YOUR INSTRUCTIONS: Would you quote the material below in full and unchanged?

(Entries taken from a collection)
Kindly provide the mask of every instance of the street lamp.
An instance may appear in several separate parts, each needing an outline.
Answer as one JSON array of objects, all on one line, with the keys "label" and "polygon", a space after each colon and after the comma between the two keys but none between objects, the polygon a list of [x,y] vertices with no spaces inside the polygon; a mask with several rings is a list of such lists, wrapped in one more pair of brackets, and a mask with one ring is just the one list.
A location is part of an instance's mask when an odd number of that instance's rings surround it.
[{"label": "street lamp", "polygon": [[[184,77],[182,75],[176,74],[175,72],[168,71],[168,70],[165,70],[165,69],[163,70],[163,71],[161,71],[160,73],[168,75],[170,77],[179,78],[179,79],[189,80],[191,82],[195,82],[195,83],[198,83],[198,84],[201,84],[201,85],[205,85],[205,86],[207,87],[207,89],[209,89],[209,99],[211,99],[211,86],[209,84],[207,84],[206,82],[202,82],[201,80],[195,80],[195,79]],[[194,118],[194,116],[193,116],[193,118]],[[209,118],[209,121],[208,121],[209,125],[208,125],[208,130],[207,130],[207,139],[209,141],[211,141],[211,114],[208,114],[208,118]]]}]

CORRECT RESPONSE:
Kindly provide the mask of every instance of the street lamp.
An instance may appear in several separate parts, each needing an outline.
Answer as one JSON array of objects, all on one line, with the keys "label" and "polygon", a space after each colon and after the comma between the two keys but none between objects, the polygon a list of [x,y] vertices with no spaces inside the polygon; a mask with several rings is a list of such lists, wrapped in one more pair of brackets, and a mask with one ring is just the one list.
A location is part of an instance's mask when an odd number of that instance's rings surround it.
[{"label": "street lamp", "polygon": [[[184,77],[182,75],[176,74],[175,72],[168,71],[168,70],[165,70],[165,69],[163,70],[163,71],[161,71],[160,73],[168,75],[170,77],[179,78],[179,79],[189,80],[191,82],[195,82],[195,83],[198,83],[198,84],[201,84],[201,85],[205,85],[205,86],[207,87],[207,89],[209,89],[209,99],[211,99],[211,86],[209,84],[207,84],[206,82],[202,82],[201,80],[195,80],[195,79]],[[194,118],[194,116],[193,116],[193,118]],[[209,118],[209,121],[208,121],[209,125],[208,125],[208,130],[207,130],[207,139],[209,141],[211,141],[211,114],[208,114],[208,118]]]}]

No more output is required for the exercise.